Take the weekend off from having political opinions—or at least audibly gurgling about them.

FOR MEMORIAL DAY, GIVE IT A REST

This product is a day late and $1.50 short (inflation), and I have no better excuse than having briefly been too busy to be alive. I’m sorry. 

And kindly excuse this eat-dessert-first format, in which we will answer the Mailbag at the top, before the news and news-like content. Also, some bear jokes. 

Please have a lovely, peaceful time this weekend, whether you are solemn or celebratory. And avoid talking about politics, if you can. Take Memorial Day weekend off from having political opinions—or at least audibly gurgling about them. If we could all give it a rest for three days, it would be a worthwhile sign of respect for the sacrifices of people who gave their lives apolitically. 

My version of patriotism says I should love my fellow citizens at least as much as I love my nation-state. Why would I care so intently about politics and government if I didn’t love the people those things were made to serve? It is neither loving nor productive to go around telling people they are wrong.

Annotation entries
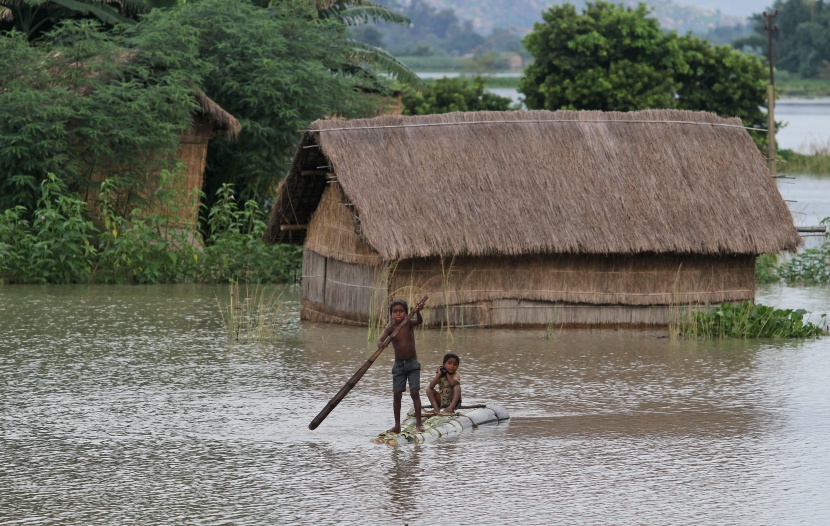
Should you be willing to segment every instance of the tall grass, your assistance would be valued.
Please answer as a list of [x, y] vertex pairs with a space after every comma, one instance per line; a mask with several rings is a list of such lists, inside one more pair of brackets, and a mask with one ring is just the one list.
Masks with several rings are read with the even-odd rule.
[[216, 298], [228, 340], [236, 342], [272, 342], [280, 334], [284, 301], [282, 292], [257, 284], [253, 290], [238, 281], [228, 289], [228, 303], [222, 305]]
[[49, 174], [33, 210], [0, 212], [0, 283], [228, 283], [290, 282], [302, 249], [262, 241], [267, 211], [256, 202], [237, 204], [224, 185], [208, 211], [203, 236], [184, 224], [180, 203], [182, 171], [163, 171], [144, 208], [116, 212], [123, 193], [114, 179], [101, 185], [97, 208], [103, 225], [88, 217], [87, 205]]

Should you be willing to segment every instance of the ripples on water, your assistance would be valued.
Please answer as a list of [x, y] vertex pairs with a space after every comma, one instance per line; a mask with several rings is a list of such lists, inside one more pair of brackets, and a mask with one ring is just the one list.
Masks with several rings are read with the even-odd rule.
[[[0, 288], [0, 524], [821, 524], [828, 344], [656, 331], [424, 331], [513, 417], [426, 445], [367, 330], [228, 343], [211, 287]], [[826, 289], [764, 289], [813, 302]], [[792, 298], [795, 298], [793, 300]], [[782, 305], [784, 306], [784, 305]], [[425, 399], [425, 397], [424, 397]], [[406, 403], [406, 402], [405, 402]]]

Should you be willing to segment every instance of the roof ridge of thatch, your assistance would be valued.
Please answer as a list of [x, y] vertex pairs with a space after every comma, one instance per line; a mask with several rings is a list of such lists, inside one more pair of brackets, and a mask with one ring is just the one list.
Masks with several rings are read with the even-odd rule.
[[232, 141], [239, 136], [242, 125], [239, 124], [236, 117], [214, 102], [202, 90], [194, 90], [194, 95], [202, 108], [202, 115], [207, 117], [213, 127], [222, 130], [226, 139]]
[[[460, 126], [474, 124], [538, 124], [549, 122], [582, 123], [619, 123], [619, 124], [681, 124], [691, 126], [723, 126], [728, 128], [743, 128], [749, 130], [766, 131], [762, 128], [744, 126], [737, 117], [724, 118], [713, 113], [693, 112], [689, 110], [642, 110], [637, 112], [602, 112], [594, 110], [583, 111], [547, 111], [512, 112], [515, 118], [504, 118], [511, 112], [454, 112], [436, 115], [413, 116], [381, 116], [367, 119], [339, 120], [321, 119], [313, 122], [306, 131], [347, 131], [368, 130], [380, 128], [418, 128], [426, 126]], [[493, 114], [497, 118], [488, 114]], [[451, 116], [454, 118], [447, 118]], [[468, 117], [474, 116], [474, 120]], [[415, 122], [412, 122], [412, 121]], [[344, 126], [341, 124], [348, 125]]]

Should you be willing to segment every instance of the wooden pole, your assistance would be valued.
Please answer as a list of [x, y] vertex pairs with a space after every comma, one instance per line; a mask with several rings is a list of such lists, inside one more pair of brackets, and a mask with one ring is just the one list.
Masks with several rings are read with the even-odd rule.
[[327, 416], [329, 416], [329, 413], [331, 413], [334, 410], [334, 408], [337, 407], [337, 404], [339, 404], [340, 401], [343, 400], [347, 394], [349, 394], [349, 391], [352, 390], [352, 387], [357, 385], [357, 382], [363, 377], [364, 374], [366, 374], [366, 371], [368, 371], [369, 367], [372, 366], [372, 363], [374, 363], [374, 361], [377, 360], [378, 356], [380, 356], [380, 353], [382, 353], [383, 350], [386, 349], [386, 346], [389, 345], [389, 342], [392, 341], [392, 338], [394, 338], [398, 334], [398, 331], [401, 330], [401, 327], [409, 323], [409, 321], [412, 319], [412, 316], [414, 316], [417, 312], [421, 310], [423, 304], [426, 303], [427, 298], [428, 296], [424, 296], [423, 298], [421, 298], [421, 301], [419, 301], [415, 308], [412, 309], [412, 312], [410, 312], [406, 318], [401, 320], [398, 326], [395, 327], [395, 330], [392, 331], [392, 334], [387, 336], [386, 339], [383, 340], [383, 342], [378, 346], [378, 350], [375, 351], [375, 353], [372, 356], [370, 356], [368, 360], [366, 360], [366, 363], [360, 366], [360, 369], [358, 369], [357, 372], [355, 372], [352, 375], [349, 381], [346, 382], [346, 385], [344, 385], [340, 389], [340, 391], [338, 391], [337, 394], [334, 395], [331, 400], [329, 400], [329, 402], [326, 404], [326, 407], [324, 407], [323, 410], [320, 411], [320, 413], [318, 413], [317, 416], [314, 417], [314, 420], [312, 420], [311, 423], [308, 424], [309, 429], [317, 429], [317, 426], [319, 426], [320, 423], [323, 420], [325, 420]]
[[769, 85], [767, 86], [767, 135], [769, 137], [769, 169], [770, 174], [775, 177], [775, 55], [772, 51], [772, 34], [778, 30], [778, 26], [773, 24], [773, 20], [778, 15], [778, 9], [772, 13], [764, 11], [763, 16], [766, 17], [767, 23], [764, 29], [767, 30], [767, 51], [769, 56]]

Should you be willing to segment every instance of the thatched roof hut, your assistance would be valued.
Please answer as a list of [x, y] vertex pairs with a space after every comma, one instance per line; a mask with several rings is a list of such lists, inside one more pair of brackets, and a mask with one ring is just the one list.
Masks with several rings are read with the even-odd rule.
[[[228, 141], [234, 141], [239, 136], [242, 126], [233, 115], [202, 91], [194, 91], [193, 97], [198, 102], [199, 109], [193, 114], [193, 124], [190, 129], [179, 138], [179, 147], [174, 154], [174, 158], [184, 165], [183, 179], [180, 181], [180, 188], [178, 188], [181, 201], [175, 204], [175, 210], [167, 210], [163, 208], [163, 205], [157, 203], [148, 203], [146, 210], [161, 215], [175, 215], [178, 228], [196, 232], [199, 221], [199, 192], [202, 190], [205, 177], [208, 142], [217, 135], [221, 135]], [[118, 171], [118, 167], [99, 168], [93, 174], [93, 180], [100, 182], [110, 172], [118, 173]], [[146, 196], [153, 194], [158, 187], [158, 175], [157, 172], [152, 171], [147, 174], [146, 186], [137, 192], [139, 197], [146, 198]], [[100, 215], [97, 203], [98, 194], [97, 186], [93, 186], [87, 190], [85, 195], [87, 205], [95, 219], [98, 219]], [[120, 195], [117, 210], [126, 215], [128, 209], [133, 206], [132, 199], [134, 197], [134, 195], [127, 192]], [[200, 244], [201, 240], [194, 238], [192, 242]]]
[[316, 121], [266, 240], [305, 245], [306, 318], [465, 325], [664, 324], [801, 243], [740, 119], [675, 110]]

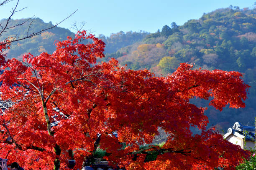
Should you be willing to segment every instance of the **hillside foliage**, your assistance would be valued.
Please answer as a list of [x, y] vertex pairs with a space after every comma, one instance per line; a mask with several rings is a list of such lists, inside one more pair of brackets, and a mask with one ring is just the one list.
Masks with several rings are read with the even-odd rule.
[[204, 14], [182, 25], [164, 25], [142, 42], [110, 55], [130, 69], [146, 68], [156, 75], [171, 73], [184, 62], [195, 69], [241, 72], [252, 87], [246, 109], [225, 108], [220, 113], [210, 107], [206, 112], [210, 124], [219, 130], [237, 121], [252, 125], [256, 115], [256, 9], [231, 7]]

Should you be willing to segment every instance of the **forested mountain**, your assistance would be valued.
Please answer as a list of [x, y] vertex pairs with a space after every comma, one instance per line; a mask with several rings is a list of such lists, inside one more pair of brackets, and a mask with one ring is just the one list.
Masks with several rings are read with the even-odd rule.
[[[24, 20], [13, 20], [12, 24]], [[171, 73], [180, 63], [186, 62], [194, 65], [195, 69], [242, 72], [245, 82], [251, 86], [246, 108], [226, 108], [220, 112], [209, 107], [206, 115], [209, 125], [214, 125], [219, 130], [225, 130], [236, 121], [253, 125], [256, 116], [256, 9], [240, 10], [230, 6], [204, 14], [183, 25], [174, 22], [169, 24], [153, 33], [120, 31], [109, 37], [100, 35], [99, 38], [106, 43], [106, 57], [101, 60], [114, 58], [128, 68], [146, 68], [157, 75]], [[36, 18], [29, 31], [52, 25]], [[18, 33], [22, 36], [27, 33], [28, 26], [16, 28], [15, 32], [10, 29], [5, 35], [12, 37]], [[69, 30], [57, 27], [30, 39], [13, 43], [7, 56], [19, 58], [26, 52], [51, 53], [54, 50], [55, 40], [62, 40], [67, 36], [74, 35]], [[196, 104], [200, 105], [200, 102]]]
[[[22, 23], [27, 20], [28, 19], [11, 20], [9, 26], [11, 27]], [[5, 22], [6, 20], [2, 19], [0, 21], [0, 23], [4, 23]], [[7, 32], [0, 38], [0, 40], [3, 40], [1, 38], [2, 38], [9, 37], [10, 38], [15, 36], [23, 37], [26, 36], [28, 33], [29, 35], [53, 26], [54, 25], [51, 22], [45, 23], [39, 18], [33, 20], [31, 19], [21, 26], [7, 30]], [[149, 34], [143, 31], [139, 32], [129, 31], [126, 33], [120, 31], [116, 34], [112, 34], [109, 37], [100, 35], [99, 38], [106, 43], [105, 53], [113, 53], [123, 47], [141, 41]], [[33, 55], [38, 55], [43, 52], [51, 53], [55, 49], [55, 41], [66, 40], [68, 36], [74, 37], [74, 34], [67, 29], [55, 27], [31, 38], [27, 39], [18, 42], [13, 42], [11, 49], [6, 52], [7, 56], [10, 58], [21, 58], [25, 53], [31, 52]]]
[[[195, 69], [221, 69], [244, 73], [251, 86], [245, 109], [206, 112], [210, 125], [226, 129], [235, 122], [253, 125], [256, 115], [256, 9], [220, 9], [191, 20], [172, 22], [147, 35], [141, 43], [108, 55], [131, 69], [150, 69], [156, 75], [173, 72], [180, 62]], [[203, 102], [202, 101], [202, 102]], [[198, 102], [197, 105], [200, 105]]]
[[[23, 23], [27, 20], [28, 19], [11, 20], [8, 26], [11, 27]], [[5, 19], [0, 21], [0, 23], [4, 23], [5, 22]], [[3, 40], [2, 38], [6, 37], [10, 38], [13, 38], [15, 36], [24, 37], [27, 34], [29, 35], [53, 26], [54, 25], [51, 22], [45, 23], [39, 18], [33, 20], [31, 19], [20, 26], [7, 30], [7, 31], [0, 38], [0, 40]], [[66, 40], [67, 36], [74, 36], [74, 34], [68, 29], [59, 27], [54, 27], [31, 38], [13, 43], [11, 48], [6, 52], [7, 57], [20, 59], [24, 53], [28, 52], [34, 55], [38, 55], [43, 52], [52, 52], [55, 49], [55, 40], [62, 41]]]

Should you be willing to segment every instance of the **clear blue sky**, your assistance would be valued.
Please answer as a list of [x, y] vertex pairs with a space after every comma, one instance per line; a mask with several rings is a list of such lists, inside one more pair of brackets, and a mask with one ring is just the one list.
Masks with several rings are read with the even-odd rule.
[[[109, 36], [111, 33], [145, 30], [154, 32], [173, 22], [182, 25], [188, 20], [198, 19], [204, 12], [232, 5], [253, 8], [256, 0], [20, 0], [18, 8], [28, 7], [15, 14], [13, 19], [40, 18], [53, 24], [62, 20], [77, 9], [70, 18], [60, 25], [69, 29], [76, 22], [86, 23], [84, 29], [96, 35]], [[10, 14], [17, 0], [0, 7], [0, 19]], [[74, 31], [73, 30], [73, 31]]]

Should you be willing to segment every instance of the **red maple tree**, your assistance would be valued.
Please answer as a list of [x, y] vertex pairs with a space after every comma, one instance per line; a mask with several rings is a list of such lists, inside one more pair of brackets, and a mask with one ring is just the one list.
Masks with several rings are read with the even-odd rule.
[[[91, 42], [83, 44], [85, 39]], [[241, 74], [183, 63], [171, 75], [156, 77], [113, 59], [97, 64], [104, 45], [84, 31], [58, 42], [52, 54], [2, 62], [1, 98], [11, 107], [0, 116], [0, 157], [26, 169], [64, 169], [72, 150], [77, 168], [91, 165], [100, 148], [111, 165], [127, 170], [232, 170], [248, 157], [207, 130], [206, 108], [189, 102], [212, 97], [209, 105], [220, 110], [244, 107], [249, 86]], [[193, 134], [191, 127], [202, 133]], [[169, 135], [161, 147], [150, 144], [159, 127]], [[145, 161], [153, 151], [156, 159]]]

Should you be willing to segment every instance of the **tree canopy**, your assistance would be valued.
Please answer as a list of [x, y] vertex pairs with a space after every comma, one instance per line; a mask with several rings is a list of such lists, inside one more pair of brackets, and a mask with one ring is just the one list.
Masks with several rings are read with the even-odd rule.
[[[91, 42], [81, 43], [84, 39]], [[214, 128], [207, 130], [206, 108], [190, 102], [210, 98], [209, 105], [220, 110], [244, 108], [249, 86], [241, 73], [183, 63], [156, 77], [114, 59], [97, 64], [104, 45], [83, 31], [58, 42], [52, 54], [2, 60], [1, 98], [12, 105], [0, 116], [0, 157], [33, 170], [64, 169], [71, 157], [75, 168], [90, 165], [98, 148], [108, 153], [110, 165], [128, 170], [233, 170], [248, 157]], [[138, 49], [149, 47], [155, 48]], [[193, 134], [192, 127], [201, 133]], [[161, 147], [151, 144], [159, 127], [168, 135]], [[157, 158], [146, 161], [152, 151]]]

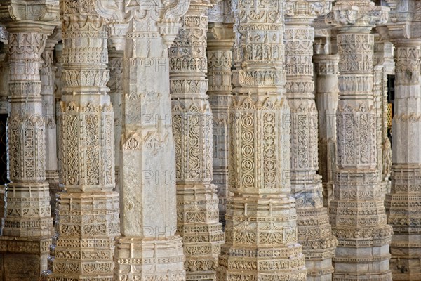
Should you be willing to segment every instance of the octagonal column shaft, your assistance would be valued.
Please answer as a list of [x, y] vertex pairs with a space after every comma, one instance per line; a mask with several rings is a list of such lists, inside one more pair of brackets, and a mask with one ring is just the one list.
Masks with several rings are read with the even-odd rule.
[[182, 238], [175, 233], [168, 50], [189, 1], [155, 1], [147, 8], [140, 2], [126, 2], [123, 8], [128, 27], [122, 61], [121, 236], [116, 239], [114, 280], [185, 280]]
[[232, 103], [232, 25], [210, 23], [208, 32], [209, 103], [213, 114], [213, 183], [218, 188], [220, 221], [225, 223], [228, 190], [228, 109]]
[[377, 169], [373, 93], [372, 25], [383, 22], [387, 8], [370, 1], [339, 1], [333, 13], [339, 27], [339, 101], [336, 112], [337, 171], [330, 223], [338, 240], [333, 280], [390, 281], [392, 228]]
[[313, 56], [319, 112], [319, 172], [322, 176], [324, 206], [327, 207], [333, 198], [335, 180], [338, 60], [337, 55]]
[[421, 40], [394, 42], [396, 65], [392, 119], [392, 190], [386, 197], [393, 280], [421, 279]]
[[292, 15], [286, 16], [284, 34], [286, 96], [291, 111], [291, 192], [296, 200], [298, 242], [306, 258], [307, 281], [328, 280], [337, 241], [323, 207], [321, 176], [316, 174], [319, 120], [312, 58], [317, 11], [309, 3], [289, 4]]
[[46, 123], [46, 178], [49, 185], [51, 213], [55, 218], [55, 194], [60, 191], [58, 185], [57, 157], [57, 128], [55, 122], [54, 46], [57, 41], [47, 39], [41, 55], [41, 67], [42, 112]]
[[213, 179], [212, 112], [206, 91], [208, 0], [194, 0], [169, 50], [175, 141], [177, 228], [187, 280], [215, 280], [224, 240]]
[[284, 1], [233, 1], [235, 86], [229, 191], [218, 280], [306, 280], [290, 196], [290, 110], [283, 70]]
[[[71, 3], [72, 2], [72, 3]], [[59, 112], [57, 235], [43, 280], [112, 280], [119, 234], [114, 113], [104, 18], [94, 4], [60, 1], [63, 50]]]

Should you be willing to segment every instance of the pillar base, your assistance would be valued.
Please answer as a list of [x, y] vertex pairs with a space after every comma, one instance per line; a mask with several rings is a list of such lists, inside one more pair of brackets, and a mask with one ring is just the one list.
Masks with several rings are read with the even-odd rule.
[[116, 241], [115, 281], [186, 280], [179, 235], [156, 240], [119, 237]]
[[0, 236], [0, 280], [38, 280], [47, 269], [51, 244], [51, 237]]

## Parts of the exercise
A – According to the Memorial Day piece, why would giving politics a rest for three days be worthwhile? Answer in one to three sentences.
B – Summarize the Memorial Day piece in two sentences.
C – Transcribe the Memorial Day piece between "Take the weekend" and "their lives apolitically.", inclusive.

## Replies
A – Giving politics a rest for three days would be a worthwhile sign of respect for the sacrifices of people who gave their lives apolitically.

B – The writer apologizes for a late edition that answers the Mailbag first and asks readers to have a peaceful Memorial Day weekend without talking about politics, as a sign of respect for those who gave their lives apolitically. The writer's version of patriotism means loving fellow citizens at least as much as the nation-state, and telling people they are wrong is neither loving nor productive.

C –
Take the weekend off from having political opinions—or at least audibly gurgling about them.

FOR MEMORIAL DAY, GIVE IT A REST

This product is a day late and $1.50 short (inflation), and I have no better excuse than having briefly been too busy to be alive. I’m sorry. 

And kindly excuse this eat-dessert-first format, in which we will answer the Mailbag at the top, before the news and news-like content. Also, some bear jokes. 

Please have a lovely, peaceful time this weekend, whether you are solemn or celebratory. And avoid talking about politics, if you can. Take Memorial Day weekend off from having political opinions—or at least audibly gurgling about them. If we could all give it a rest for three days, it would be a worthwhile sign of respect for the sacrifices of people who gave their lives apolitically.